#### Stated task
Reproduce the records below, replacing each "instance" with "occurrence" and changing nothing else. Leave the pictures out of your answer.

#### Material to process
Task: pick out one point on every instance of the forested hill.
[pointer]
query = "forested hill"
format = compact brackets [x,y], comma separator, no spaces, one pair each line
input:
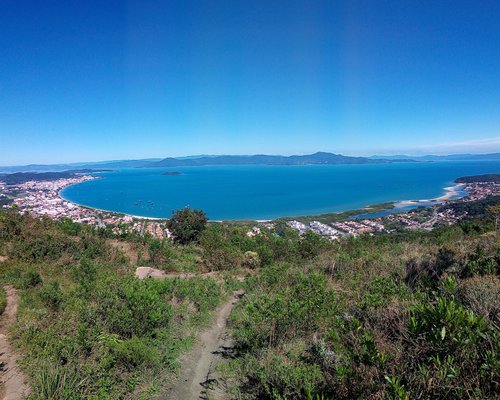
[410,315]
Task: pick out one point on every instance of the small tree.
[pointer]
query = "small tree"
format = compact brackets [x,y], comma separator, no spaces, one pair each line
[187,225]
[494,211]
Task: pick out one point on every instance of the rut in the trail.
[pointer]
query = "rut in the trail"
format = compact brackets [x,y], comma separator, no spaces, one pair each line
[12,381]
[198,365]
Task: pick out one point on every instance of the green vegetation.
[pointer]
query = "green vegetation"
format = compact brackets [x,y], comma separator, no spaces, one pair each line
[342,216]
[399,316]
[404,316]
[3,300]
[187,225]
[87,328]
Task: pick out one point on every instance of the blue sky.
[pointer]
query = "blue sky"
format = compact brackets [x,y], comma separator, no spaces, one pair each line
[95,80]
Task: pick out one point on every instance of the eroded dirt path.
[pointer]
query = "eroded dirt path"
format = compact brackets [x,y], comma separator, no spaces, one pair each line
[198,365]
[12,381]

#### Correct result
Task: pick out one point on every occurrence of the forested hill.
[pointer]
query = "forested hill"
format = compact brackets [x,y], comma separator, no spaces, one pair each line
input:
[410,315]
Task: pick out one point on every occurrence of the small tree.
[pointer]
query = "small tree"
format = compact brackets [x,y], comma separator, no spaces, one pair each line
[187,225]
[494,211]
Task: pick out one point on every occurrence of the rut in the trail.
[pointer]
query = "rut in the trail"
format = compact brackets [x,y], comma separator, no spaces, one pair each line
[12,381]
[198,365]
Task: pick out one point on every occurrence of the green vegetation.
[pointer]
query = "green vegetation"
format = compact brackets [x,y], comma separator, no spaces, one pair each line
[342,216]
[399,316]
[404,316]
[3,300]
[187,225]
[87,328]
Task: pick out one point on every occurrence of the blue sky.
[pointer]
query = "blue sky"
format = compact brackets [x,y], comma separator, no spaces, one pair each line
[95,80]
Task: pick out one point on every occurrence of the eroded dirt path.
[pointer]
query = "eroded dirt path"
format = compact brackets [x,y], comma separator, no spaces, one pair each line
[198,365]
[12,381]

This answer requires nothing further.